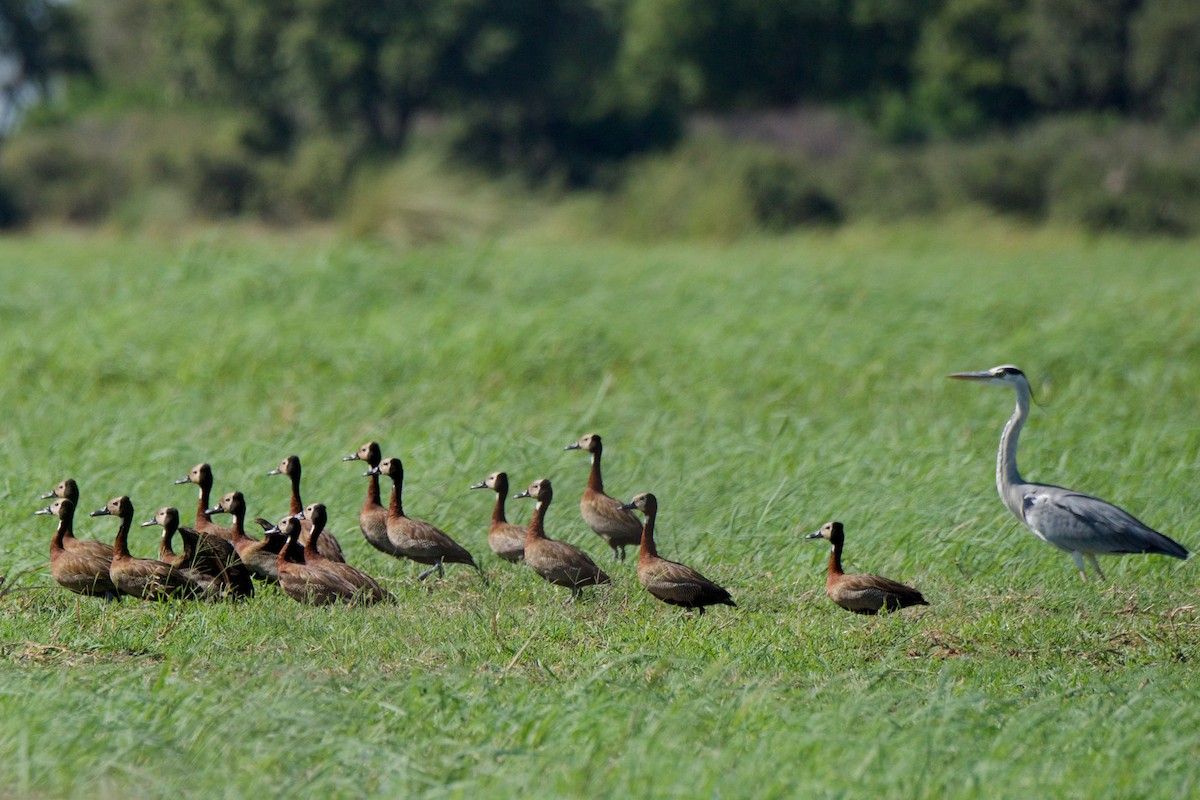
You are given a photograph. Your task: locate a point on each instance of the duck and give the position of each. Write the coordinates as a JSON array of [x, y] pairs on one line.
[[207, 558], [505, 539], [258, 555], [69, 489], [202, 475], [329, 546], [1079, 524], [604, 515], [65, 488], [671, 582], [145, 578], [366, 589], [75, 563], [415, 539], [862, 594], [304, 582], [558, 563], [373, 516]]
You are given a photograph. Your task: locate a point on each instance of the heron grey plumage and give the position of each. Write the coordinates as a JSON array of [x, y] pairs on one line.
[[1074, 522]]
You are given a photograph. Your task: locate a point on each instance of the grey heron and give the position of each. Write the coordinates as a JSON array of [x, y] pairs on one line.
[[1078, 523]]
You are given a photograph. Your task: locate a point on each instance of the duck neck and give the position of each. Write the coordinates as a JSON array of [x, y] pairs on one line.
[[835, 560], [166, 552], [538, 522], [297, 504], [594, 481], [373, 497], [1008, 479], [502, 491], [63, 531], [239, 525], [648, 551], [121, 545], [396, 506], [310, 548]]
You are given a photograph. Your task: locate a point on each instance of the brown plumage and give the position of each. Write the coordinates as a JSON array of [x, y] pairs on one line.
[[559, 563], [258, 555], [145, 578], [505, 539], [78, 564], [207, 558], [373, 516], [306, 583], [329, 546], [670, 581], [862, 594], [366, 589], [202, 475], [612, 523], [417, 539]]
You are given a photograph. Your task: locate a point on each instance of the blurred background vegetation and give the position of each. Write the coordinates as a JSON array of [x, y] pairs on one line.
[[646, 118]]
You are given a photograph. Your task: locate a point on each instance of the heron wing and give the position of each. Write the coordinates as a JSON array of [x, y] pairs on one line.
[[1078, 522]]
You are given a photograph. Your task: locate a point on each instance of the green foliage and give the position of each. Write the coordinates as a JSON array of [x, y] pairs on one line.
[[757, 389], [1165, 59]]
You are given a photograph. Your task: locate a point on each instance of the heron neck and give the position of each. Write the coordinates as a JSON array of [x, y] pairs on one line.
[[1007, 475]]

Problem description: Every entry above needs to be duplicated exactly, without its images.

Result of the exercise:
You are given a photograph. Your task: locate a point on each instance of the duck and give the position of each. Write the coordinates as a JSON array of [x, y] pairs on one line.
[[207, 558], [505, 539], [258, 555], [69, 489], [202, 475], [329, 546], [1079, 524], [604, 515], [65, 488], [671, 582], [145, 578], [366, 589], [75, 563], [415, 539], [862, 594], [304, 582], [558, 563], [373, 516]]
You are given a photograph. Your task: locate a point on each instance of the heron grey plumage and give the position of each. Write the coordinates as a JSON array of [x, y] pairs on one line.
[[1074, 522]]
You are given a photograph. Your task: locate a point on each instance of the grey heron and give the position of each. Write the coordinates as a JSON array of [x, y] pairs on one line.
[[1078, 523]]
You are given a photograph. Your task: locate a point on each instance of the duck neck and give the position of each. Write the coordinates as a JSON array of [x, y] pairs on one line.
[[835, 560], [166, 552], [538, 522], [297, 504], [594, 481], [373, 497], [1008, 479], [502, 491], [63, 531], [239, 525], [648, 551], [121, 545], [396, 506], [310, 548]]
You are given a photograph. Your task: locate a point on each instance of the brown plumage and give the position of each. Write the coordinates as a JSON array of [x, y] pairs on one line.
[[559, 563], [258, 555], [145, 578], [505, 539], [78, 564], [207, 558], [373, 516], [306, 583], [329, 546], [670, 581], [862, 594], [366, 589], [202, 475], [612, 523], [417, 539]]
You are given a photograph. Your task: locate a point on each instance of the blurred background vegetation and give the position of each. Write the coordinates as a JSON array of [x, y] pairs on one line.
[[646, 118]]
You are given a photograph. Your task: locate a point on each instance of the heron wing and give the position of each. Write the coordinates as a JSON array of [x, y] pairs on one line.
[[1078, 522]]
You are given a photograph. Your task: locate a point on each instance of the green foliage and give the position of each. Write the coordinates as a JSON array of [x, y] pairs on one line.
[[757, 389], [1165, 59]]
You are given a photograph. Your task: locate a point on each instance of the heron neck and give the position of each. Write the coordinates as a JSON array of [x, y] pairs on one line.
[[1007, 475]]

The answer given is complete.